## [WHAT TO DO]
Each entry needs to be retyped exactly, with nothing added or dropped.

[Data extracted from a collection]
+-------+

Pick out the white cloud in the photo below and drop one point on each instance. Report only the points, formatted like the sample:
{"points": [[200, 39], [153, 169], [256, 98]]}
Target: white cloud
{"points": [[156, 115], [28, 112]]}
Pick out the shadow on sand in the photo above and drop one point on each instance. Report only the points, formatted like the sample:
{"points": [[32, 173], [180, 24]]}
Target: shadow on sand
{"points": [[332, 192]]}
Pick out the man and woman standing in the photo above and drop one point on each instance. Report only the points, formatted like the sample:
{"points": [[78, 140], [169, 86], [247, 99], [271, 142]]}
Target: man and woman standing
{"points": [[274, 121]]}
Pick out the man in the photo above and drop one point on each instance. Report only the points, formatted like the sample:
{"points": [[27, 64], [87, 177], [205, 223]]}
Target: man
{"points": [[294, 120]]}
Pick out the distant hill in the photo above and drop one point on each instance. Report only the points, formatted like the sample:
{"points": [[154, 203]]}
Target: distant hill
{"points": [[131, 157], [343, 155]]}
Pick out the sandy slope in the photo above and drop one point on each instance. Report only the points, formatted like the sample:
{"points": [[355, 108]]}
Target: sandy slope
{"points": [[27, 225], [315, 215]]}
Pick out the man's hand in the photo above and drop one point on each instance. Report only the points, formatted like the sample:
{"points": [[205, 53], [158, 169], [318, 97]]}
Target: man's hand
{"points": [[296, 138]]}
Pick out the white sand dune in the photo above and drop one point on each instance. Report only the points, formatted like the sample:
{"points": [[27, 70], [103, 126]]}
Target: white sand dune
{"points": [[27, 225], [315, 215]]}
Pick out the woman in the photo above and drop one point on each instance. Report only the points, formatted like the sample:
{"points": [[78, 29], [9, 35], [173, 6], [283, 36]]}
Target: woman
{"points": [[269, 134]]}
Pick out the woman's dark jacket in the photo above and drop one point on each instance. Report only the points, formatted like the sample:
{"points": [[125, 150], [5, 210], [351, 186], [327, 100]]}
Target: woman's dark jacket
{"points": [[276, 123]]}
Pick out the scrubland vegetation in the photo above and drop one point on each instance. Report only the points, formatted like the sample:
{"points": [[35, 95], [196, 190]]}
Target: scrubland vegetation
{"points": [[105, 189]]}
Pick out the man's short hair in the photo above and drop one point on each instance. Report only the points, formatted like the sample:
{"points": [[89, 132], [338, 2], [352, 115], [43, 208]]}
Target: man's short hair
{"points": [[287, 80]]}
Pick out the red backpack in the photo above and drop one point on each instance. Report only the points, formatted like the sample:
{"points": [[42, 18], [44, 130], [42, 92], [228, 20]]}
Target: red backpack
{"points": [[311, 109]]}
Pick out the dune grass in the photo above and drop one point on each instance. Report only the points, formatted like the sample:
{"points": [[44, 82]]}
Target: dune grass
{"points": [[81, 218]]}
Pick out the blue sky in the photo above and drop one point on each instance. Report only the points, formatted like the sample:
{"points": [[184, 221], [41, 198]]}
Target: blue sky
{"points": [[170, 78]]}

+-------+

## [PROBLEM SOLUTION]
Pick out the white cloud in the photo below and drop one point on each instance. Report only the points, formatted like the sample:
{"points": [[200, 39], [153, 169], [256, 98]]}
Target: white cloud
{"points": [[156, 115], [28, 112]]}
Pick out the shadow on sand in the photo above and drop one point on each instance. Report only the points, formatted like the sample:
{"points": [[32, 173], [180, 24]]}
Target: shadow on sand
{"points": [[332, 192]]}
Pick out the man and woman standing in the photo above and drop one point on each instance. Report only the points, formatted like the sample:
{"points": [[78, 140], [169, 86], [247, 99], [271, 142]]}
Target: man and woman standing
{"points": [[274, 121]]}
Pick out the man in the photo above and drop one point on each instance. Report only the points, formatted like the sample:
{"points": [[27, 64], [87, 177], [205, 223]]}
Target: man
{"points": [[294, 120]]}
Pick out the distant hill in the photo above and drop one point on each instance. Report only the points, formatted like the sample:
{"points": [[154, 203]]}
Target: distant hill
{"points": [[131, 157], [343, 155]]}
Pick out the sandy slope in the photo above and drop one point on each instance. Report only the points, formatted like the sample:
{"points": [[355, 108]]}
Target: sandy slope
{"points": [[27, 225], [315, 215]]}
Pick out the man's hand in the photo above and drop one point on each instance. Report only the points, formatted like the sample:
{"points": [[205, 53], [158, 169], [318, 97]]}
Target: man's hand
{"points": [[296, 138]]}
Pick out the white sand dune in the photo above and drop one point on each instance. Report only the points, formatted like the sample:
{"points": [[27, 70], [103, 126]]}
Target: white sand dune
{"points": [[27, 225], [315, 215]]}
Pick out the woman in the photo above and drop one point on each instance. Report only the points, formatted like the sample:
{"points": [[78, 29], [9, 35], [173, 6], [283, 36]]}
Target: woman
{"points": [[269, 134]]}
Pick out the woman's dark jacket in the photo above and drop one point on each instance. Report only the points, formatted like the sample:
{"points": [[125, 150], [5, 210], [351, 186], [327, 100]]}
Target: woman's dark jacket
{"points": [[276, 123]]}
Pick out the scrubland vegetation in the photo above and drop one point on each instance. Report only the points, formatted like the sample:
{"points": [[35, 95], [196, 190]]}
Target: scrubland vegetation
{"points": [[105, 189]]}
Pick out the man's short hair in the photo above and drop one point on each instance. Report only the points, formatted like the sample:
{"points": [[89, 132], [338, 2], [352, 115], [43, 208]]}
Target: man's short hair
{"points": [[287, 80]]}
Pick out the red backpack in the photo above and drop one point on each instance. Report only the points, formatted like the sample:
{"points": [[42, 18], [44, 130], [42, 92], [228, 20]]}
Target: red backpack
{"points": [[311, 109]]}
Pick out the dune grass in the photo above and drop one point on each instance. Report only the points, formatted like the sample:
{"points": [[44, 82]]}
Target: dune grass
{"points": [[81, 218]]}
Pick out the blue sky in the photo above and drop one point on each instance. Report only the points, formatted like the sample:
{"points": [[184, 221], [41, 198]]}
Target: blue sky
{"points": [[170, 78]]}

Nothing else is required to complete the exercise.